- Directions
Start at the line with "q=wheelchair accessibility symbol" in the records below, stop at the line with "q=bus side window", and return every line in that span exactly, the two end lines included.

--- Record set Enclosed Below ---

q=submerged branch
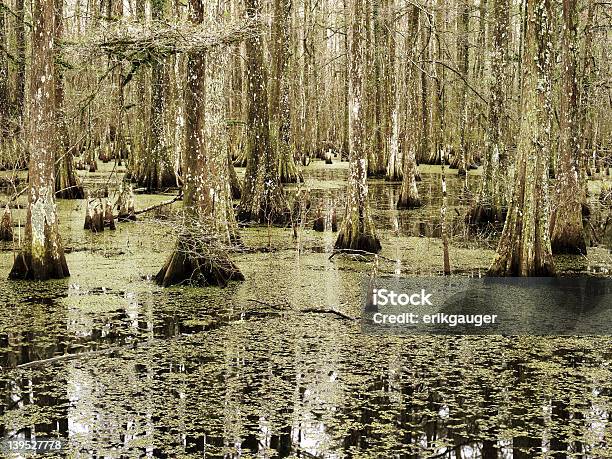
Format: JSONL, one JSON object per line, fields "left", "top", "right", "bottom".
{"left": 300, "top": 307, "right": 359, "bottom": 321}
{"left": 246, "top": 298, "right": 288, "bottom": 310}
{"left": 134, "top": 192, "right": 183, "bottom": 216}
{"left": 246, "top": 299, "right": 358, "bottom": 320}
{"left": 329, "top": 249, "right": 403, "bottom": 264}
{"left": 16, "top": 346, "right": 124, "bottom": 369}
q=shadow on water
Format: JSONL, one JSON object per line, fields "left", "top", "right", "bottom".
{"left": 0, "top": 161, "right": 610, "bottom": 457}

--- End of Enclosed Record set ---
--- Record set Enclosed Below ---

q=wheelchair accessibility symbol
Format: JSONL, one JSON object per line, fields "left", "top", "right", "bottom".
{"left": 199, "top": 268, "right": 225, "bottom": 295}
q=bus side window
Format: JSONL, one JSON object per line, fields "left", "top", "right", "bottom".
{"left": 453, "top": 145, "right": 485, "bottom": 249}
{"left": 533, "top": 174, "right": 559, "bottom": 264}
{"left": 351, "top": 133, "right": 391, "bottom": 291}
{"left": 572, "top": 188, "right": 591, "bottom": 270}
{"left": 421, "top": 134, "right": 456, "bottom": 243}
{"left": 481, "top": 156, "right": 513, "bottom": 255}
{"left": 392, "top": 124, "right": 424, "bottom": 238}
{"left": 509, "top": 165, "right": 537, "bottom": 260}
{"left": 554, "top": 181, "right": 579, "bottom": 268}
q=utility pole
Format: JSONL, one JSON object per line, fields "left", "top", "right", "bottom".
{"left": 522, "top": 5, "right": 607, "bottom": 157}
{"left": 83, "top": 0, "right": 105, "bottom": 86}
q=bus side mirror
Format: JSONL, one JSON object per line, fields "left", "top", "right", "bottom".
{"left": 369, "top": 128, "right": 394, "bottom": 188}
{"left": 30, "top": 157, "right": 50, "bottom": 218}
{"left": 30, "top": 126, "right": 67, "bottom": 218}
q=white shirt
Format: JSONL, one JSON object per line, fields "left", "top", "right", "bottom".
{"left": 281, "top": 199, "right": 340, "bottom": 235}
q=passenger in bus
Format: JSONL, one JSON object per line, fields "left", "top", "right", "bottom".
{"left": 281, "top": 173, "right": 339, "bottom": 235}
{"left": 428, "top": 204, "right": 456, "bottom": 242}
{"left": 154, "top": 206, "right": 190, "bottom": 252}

--- End of Enclosed Record set ---

- Exercise response
q=wheelchair accessibility symbol
Format: JSONL, one JSON object per line, fields "left", "top", "right", "bottom".
{"left": 199, "top": 268, "right": 225, "bottom": 295}
q=bus side window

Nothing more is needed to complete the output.